==== DATA TO PROCESS
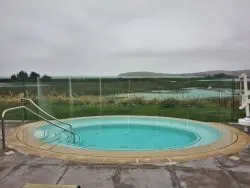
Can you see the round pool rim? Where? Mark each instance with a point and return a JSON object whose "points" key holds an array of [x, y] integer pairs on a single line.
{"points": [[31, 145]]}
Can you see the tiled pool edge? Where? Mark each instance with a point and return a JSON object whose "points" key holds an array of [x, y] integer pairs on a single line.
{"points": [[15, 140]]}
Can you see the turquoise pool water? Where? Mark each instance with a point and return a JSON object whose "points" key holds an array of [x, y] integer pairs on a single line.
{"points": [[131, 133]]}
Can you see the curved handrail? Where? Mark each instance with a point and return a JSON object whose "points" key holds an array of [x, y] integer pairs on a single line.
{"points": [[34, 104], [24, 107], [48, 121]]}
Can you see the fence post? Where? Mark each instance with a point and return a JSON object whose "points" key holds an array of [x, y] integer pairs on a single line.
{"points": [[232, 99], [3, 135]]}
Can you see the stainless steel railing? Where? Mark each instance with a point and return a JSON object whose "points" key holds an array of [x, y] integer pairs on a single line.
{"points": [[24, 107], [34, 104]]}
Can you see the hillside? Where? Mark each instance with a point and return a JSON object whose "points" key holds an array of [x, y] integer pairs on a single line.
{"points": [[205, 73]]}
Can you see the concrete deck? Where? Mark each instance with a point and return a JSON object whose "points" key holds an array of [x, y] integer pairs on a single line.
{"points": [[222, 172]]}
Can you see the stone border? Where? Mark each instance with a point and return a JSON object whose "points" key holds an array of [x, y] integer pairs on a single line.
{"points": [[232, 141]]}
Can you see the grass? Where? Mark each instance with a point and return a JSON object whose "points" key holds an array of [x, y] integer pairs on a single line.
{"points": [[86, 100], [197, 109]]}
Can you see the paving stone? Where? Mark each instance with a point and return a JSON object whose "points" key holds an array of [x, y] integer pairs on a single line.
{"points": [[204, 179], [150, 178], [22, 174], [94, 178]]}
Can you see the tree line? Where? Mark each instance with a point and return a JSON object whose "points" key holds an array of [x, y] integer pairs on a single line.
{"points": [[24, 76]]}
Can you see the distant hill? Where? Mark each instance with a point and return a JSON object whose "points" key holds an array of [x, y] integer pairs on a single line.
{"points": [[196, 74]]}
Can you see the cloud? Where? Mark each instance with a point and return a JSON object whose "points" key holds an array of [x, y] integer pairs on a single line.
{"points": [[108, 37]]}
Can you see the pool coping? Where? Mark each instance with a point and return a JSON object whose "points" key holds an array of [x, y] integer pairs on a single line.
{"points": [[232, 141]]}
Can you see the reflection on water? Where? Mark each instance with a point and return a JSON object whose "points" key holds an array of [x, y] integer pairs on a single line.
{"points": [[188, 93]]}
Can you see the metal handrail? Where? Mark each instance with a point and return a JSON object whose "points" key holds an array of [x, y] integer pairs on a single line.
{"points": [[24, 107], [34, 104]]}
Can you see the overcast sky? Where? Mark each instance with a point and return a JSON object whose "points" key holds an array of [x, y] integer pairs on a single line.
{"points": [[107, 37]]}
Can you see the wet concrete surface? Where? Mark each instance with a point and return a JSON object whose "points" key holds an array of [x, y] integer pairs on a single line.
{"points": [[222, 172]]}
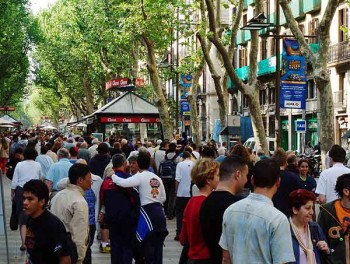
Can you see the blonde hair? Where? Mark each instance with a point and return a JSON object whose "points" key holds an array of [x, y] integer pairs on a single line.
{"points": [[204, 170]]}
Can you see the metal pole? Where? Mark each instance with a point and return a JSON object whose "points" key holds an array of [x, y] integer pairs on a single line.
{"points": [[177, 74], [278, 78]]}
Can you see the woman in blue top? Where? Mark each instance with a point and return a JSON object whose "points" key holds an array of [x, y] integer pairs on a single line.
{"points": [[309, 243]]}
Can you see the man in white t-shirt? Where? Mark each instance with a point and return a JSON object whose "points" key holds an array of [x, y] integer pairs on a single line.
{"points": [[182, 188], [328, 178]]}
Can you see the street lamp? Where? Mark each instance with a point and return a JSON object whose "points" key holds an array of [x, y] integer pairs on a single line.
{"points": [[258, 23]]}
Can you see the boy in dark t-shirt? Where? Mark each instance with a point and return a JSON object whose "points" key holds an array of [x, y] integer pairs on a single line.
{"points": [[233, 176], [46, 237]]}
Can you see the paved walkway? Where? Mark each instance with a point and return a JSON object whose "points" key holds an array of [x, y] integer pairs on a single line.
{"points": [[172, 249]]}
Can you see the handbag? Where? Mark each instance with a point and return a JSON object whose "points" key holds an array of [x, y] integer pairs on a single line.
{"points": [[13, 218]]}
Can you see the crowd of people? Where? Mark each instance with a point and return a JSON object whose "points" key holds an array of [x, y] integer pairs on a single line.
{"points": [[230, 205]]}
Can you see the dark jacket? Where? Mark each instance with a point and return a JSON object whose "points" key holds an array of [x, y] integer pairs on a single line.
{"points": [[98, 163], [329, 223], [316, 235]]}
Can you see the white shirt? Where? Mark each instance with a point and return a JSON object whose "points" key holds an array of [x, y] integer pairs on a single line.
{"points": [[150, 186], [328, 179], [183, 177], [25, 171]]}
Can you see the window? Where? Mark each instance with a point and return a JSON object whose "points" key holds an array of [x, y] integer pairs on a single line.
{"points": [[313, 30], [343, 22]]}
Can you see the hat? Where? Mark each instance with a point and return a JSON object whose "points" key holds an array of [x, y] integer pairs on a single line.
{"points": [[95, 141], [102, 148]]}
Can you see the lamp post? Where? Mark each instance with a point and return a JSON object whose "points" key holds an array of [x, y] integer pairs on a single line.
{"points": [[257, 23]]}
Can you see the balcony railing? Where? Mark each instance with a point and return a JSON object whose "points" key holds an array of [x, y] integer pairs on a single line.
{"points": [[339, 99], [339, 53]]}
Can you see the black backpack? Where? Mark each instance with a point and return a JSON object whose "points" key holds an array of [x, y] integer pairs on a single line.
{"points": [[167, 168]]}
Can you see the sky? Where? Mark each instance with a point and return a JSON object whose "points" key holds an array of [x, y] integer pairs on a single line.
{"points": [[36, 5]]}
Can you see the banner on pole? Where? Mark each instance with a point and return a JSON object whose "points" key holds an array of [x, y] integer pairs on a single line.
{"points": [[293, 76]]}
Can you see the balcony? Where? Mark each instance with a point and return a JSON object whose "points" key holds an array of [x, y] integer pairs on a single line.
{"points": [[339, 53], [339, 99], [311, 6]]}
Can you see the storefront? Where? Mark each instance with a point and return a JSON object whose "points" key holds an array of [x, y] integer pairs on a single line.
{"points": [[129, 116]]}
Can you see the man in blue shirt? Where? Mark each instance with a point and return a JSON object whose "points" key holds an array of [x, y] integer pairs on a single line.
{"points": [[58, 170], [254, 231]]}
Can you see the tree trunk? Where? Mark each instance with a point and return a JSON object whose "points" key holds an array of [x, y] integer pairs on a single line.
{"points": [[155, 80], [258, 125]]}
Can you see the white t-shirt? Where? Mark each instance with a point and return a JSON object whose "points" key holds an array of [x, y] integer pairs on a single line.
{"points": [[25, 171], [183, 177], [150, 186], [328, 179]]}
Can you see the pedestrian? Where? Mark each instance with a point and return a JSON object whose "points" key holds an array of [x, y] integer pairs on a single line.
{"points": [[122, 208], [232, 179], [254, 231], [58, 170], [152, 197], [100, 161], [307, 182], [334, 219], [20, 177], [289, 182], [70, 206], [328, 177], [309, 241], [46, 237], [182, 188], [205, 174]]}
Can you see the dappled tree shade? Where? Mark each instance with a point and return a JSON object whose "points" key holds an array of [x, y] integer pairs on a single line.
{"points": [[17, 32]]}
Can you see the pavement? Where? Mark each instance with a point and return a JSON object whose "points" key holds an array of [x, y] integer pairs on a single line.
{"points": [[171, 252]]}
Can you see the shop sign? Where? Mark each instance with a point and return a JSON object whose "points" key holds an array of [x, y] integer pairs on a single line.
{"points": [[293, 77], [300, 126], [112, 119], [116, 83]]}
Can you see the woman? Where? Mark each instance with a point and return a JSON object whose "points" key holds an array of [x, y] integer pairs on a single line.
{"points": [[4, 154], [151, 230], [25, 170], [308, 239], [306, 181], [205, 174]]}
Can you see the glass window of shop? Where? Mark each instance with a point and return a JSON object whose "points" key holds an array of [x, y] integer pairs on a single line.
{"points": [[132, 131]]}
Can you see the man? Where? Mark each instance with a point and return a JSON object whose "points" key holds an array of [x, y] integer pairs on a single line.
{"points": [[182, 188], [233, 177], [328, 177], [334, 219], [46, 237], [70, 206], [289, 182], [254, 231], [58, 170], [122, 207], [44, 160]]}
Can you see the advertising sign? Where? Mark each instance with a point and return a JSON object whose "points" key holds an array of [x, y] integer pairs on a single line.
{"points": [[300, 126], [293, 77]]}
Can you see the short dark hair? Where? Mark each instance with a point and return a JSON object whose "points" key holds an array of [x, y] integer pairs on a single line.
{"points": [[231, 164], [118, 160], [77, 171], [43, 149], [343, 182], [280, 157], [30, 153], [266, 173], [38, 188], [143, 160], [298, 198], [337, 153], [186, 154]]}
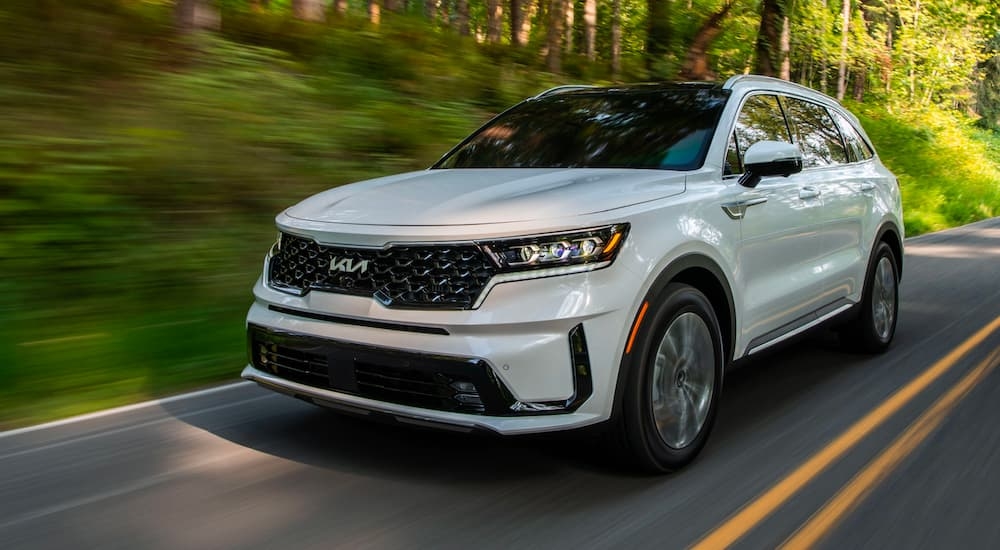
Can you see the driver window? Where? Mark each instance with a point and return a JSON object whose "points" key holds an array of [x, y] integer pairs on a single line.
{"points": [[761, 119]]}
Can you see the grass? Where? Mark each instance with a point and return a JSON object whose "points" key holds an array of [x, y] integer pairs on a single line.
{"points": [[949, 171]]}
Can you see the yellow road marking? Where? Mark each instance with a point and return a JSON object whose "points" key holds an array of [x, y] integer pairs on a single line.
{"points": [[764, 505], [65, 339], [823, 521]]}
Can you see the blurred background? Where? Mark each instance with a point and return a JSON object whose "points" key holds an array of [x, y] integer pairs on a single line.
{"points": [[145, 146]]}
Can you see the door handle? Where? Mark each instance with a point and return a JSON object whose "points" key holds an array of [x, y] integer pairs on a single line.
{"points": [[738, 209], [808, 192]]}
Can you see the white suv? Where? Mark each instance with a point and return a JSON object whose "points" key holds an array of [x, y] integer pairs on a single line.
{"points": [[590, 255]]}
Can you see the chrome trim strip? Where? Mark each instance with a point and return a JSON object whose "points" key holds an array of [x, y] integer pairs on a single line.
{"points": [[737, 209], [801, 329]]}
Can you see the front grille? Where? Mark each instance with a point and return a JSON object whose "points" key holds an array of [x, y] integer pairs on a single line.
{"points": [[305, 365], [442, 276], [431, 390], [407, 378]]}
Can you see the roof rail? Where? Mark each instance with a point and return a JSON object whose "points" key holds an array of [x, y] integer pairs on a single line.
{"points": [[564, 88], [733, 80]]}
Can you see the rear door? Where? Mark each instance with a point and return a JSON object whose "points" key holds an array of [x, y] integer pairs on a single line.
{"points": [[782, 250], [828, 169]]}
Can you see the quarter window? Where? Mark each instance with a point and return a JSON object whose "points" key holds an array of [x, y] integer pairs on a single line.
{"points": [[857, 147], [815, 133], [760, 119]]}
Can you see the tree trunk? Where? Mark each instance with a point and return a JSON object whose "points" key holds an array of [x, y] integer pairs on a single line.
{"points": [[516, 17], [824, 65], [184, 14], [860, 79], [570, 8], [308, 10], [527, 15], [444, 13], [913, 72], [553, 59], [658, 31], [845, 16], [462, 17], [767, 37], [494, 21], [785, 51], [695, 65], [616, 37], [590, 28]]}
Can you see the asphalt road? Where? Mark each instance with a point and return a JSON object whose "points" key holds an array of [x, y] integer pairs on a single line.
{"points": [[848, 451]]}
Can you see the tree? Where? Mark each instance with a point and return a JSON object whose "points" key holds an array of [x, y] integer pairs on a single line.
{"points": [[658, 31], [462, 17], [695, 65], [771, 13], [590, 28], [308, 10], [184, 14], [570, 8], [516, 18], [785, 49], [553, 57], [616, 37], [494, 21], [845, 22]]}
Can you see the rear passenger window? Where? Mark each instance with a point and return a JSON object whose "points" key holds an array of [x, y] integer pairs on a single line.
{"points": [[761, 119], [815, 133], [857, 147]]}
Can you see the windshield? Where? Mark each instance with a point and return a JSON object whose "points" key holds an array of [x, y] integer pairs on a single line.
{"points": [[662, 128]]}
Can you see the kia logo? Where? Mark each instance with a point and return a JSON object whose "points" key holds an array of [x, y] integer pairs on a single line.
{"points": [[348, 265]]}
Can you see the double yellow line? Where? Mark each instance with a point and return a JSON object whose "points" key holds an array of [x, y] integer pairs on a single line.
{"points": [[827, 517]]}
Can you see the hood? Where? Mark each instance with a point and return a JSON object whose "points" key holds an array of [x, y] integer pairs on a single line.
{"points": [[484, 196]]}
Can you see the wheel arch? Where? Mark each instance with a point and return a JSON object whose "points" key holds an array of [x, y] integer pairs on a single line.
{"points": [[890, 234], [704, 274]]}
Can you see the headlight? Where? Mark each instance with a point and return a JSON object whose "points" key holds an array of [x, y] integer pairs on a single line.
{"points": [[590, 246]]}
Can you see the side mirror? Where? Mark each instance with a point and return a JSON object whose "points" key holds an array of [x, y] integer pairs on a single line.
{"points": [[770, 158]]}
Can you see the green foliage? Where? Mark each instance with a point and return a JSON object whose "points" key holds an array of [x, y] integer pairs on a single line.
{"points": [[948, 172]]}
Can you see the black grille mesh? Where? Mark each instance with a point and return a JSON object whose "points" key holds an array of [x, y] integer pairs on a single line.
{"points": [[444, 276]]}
========
TASK INSTRUCTIONS: Up to and including the last line above, starting with the line that contains "Can you see the wheel", return each line exactly and nothing else.

RESPONSE TO THE TASK:
Can you see the wheel arch? Where? Mark each instance with a point and return a JSON object whose "points" key holds an array of [x, y] integer pairs on a single line.
{"points": [[890, 234], [704, 274]]}
Can you see the headlight? Where? Mark each instance with a point and return a JSON object whose "points" key holds an array of [x, y] integer pairs on a single line.
{"points": [[590, 246]]}
Can you see the side mirror? Where? Mark each instance with a point and return a JSON object whose "points" key holds an array of [x, y] integer pairs on a single line.
{"points": [[770, 158]]}
Can you see the green foliage? Where? Mark each instance with a point and return a JSON object whose "points" key holds an array of [x, y] integer pairs on a single line.
{"points": [[948, 172]]}
Can you see the black grille mesh? Where? Mark each instance with a point and return a JSON object whose "points" key holds an array of [x, y] integer pairs on a single line.
{"points": [[444, 276]]}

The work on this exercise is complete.